===== Stored data

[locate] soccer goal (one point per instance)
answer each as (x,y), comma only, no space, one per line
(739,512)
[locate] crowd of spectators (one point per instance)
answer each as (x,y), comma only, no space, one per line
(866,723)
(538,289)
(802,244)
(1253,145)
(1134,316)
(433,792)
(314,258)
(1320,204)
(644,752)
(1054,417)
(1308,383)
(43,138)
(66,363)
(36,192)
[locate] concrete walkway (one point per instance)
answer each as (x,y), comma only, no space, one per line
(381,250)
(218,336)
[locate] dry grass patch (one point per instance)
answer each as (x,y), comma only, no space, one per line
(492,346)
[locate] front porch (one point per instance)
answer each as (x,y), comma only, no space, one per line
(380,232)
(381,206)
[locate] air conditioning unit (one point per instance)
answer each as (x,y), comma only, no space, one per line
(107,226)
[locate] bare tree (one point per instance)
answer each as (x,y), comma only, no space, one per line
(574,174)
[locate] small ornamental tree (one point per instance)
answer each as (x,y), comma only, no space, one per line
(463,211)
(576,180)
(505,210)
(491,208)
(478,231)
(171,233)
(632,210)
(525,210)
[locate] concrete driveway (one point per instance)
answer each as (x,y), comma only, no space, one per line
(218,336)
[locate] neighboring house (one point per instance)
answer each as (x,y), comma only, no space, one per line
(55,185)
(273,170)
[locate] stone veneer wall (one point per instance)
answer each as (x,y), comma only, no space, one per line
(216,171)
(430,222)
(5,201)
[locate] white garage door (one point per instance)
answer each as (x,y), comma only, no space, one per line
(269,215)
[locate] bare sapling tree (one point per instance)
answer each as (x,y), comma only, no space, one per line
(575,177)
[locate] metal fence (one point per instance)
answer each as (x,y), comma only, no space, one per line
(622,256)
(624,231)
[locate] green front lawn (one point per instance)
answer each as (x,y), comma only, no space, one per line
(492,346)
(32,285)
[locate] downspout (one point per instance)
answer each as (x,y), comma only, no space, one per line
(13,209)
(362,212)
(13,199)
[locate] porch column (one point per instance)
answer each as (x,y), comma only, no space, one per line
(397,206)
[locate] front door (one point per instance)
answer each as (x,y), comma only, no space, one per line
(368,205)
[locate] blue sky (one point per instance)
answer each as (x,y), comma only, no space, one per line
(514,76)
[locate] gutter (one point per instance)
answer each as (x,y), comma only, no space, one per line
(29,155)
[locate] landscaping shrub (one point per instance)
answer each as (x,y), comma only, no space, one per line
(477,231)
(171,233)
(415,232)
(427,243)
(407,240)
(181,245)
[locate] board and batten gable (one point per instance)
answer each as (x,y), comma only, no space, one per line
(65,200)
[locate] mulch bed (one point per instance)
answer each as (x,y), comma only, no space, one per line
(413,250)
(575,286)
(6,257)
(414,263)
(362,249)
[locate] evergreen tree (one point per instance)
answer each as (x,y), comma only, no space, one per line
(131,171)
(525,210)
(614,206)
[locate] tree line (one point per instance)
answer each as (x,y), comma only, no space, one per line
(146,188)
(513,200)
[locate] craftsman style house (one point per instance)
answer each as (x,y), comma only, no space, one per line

==========

* **Problem statement**
Output the full listing again with nothing altered.

* **Response**
[locate] soccer goal (one point per instance)
answer each as (x,y), comma only, no space, one per line
(739,512)
[locate] crowd of spectators (one point per instance)
answer each as (x,y), comma only, no space, one per line
(866,723)
(538,289)
(802,244)
(1253,145)
(1134,316)
(433,792)
(314,258)
(1320,204)
(644,752)
(1054,417)
(1308,383)
(43,138)
(66,363)
(36,192)
[locate] concrete walkway (one point per instance)
answer each as (x,y), comma only, no space, one per line
(381,250)
(218,336)
[locate] dry grass patch (one point per instance)
answer each as (x,y), comma only, no space, one per line
(492,346)
[locate] front porch (one point per instance)
answer each as (x,y), comma only, no space, one per line
(380,232)
(381,206)
[locate] air conditioning unit (one point per instance)
answer each as (x,y), comma only, no space, one per line
(107,226)
[locate] bare tree (one point per instance)
answer each as (x,y), comma only, no space, one per line
(574,174)
[locate] small ornamental tree (one point per instance)
answer each as (x,y), comma only, no space, one per line
(463,211)
(576,180)
(505,210)
(491,208)
(478,231)
(171,233)
(632,210)
(525,210)
[locate] concrete driveway (one point per instance)
answer each as (x,y), comma only, no space, one per line
(218,336)
[locate] neighboring house (one point per instance)
answer each as (x,y), comma only, no space, one per line
(55,185)
(273,170)
[locate] stone veneer wall (one point per instance)
answer each as (x,y), comma only, no space, one per line
(216,171)
(430,222)
(5,201)
[locate] white garage door (one point per instance)
answer each as (x,y), comma only, no space, one per line
(269,215)
[locate] bare sapling tree (one point per instance)
answer each as (x,y), comma only, no space, one per line
(575,177)
[locate] metal fence (one point per instance)
answer each as (x,y), comma only, no space, one per line
(622,256)
(624,231)
[locate] green front lawn (one point per instance)
answer each as (x,y), comma only, no space, one per line
(492,346)
(32,285)
[locate] downspout (one point per instance)
answer each as (x,y), comma only, no space, one per line
(13,209)
(362,212)
(13,199)
[locate] porch column (one point per instance)
answer each as (x,y), comma only, no space, one per line
(397,206)
[locate] front door (one point per instance)
answer each as (x,y), comma only, no space, one per line
(368,205)
[locate] blue sky (one point per instance)
answer each as (x,y), comma only, no space, one per line
(514,76)
[locate] gutter (one point per instance)
answer each as (x,y), comma only, no space, one per line
(29,155)
[locate] landscaping shrub (one point per instance)
answer each as (x,y), comma only, no space, one per line
(477,231)
(171,233)
(415,232)
(427,243)
(407,240)
(181,245)
[locate] board and batten gable (one point per instance)
answer each as (x,y), comma only, no space, one per line
(65,200)
[locate] mulch bed (one point per instance)
answer each as (x,y), comma only, no space, one per line
(413,250)
(575,286)
(6,257)
(414,263)
(362,249)
[locate] evergreen tree (one point per instance)
answer each as (x,y), comma only, no space, one per line
(131,171)
(525,210)
(614,206)
[locate] tree line (one point per instance)
answer each as (x,y), comma only, no space, one per line
(146,188)
(513,200)
[locate] craftsman style house (one point per instance)
answer each as (x,y), comma only, no space, one per line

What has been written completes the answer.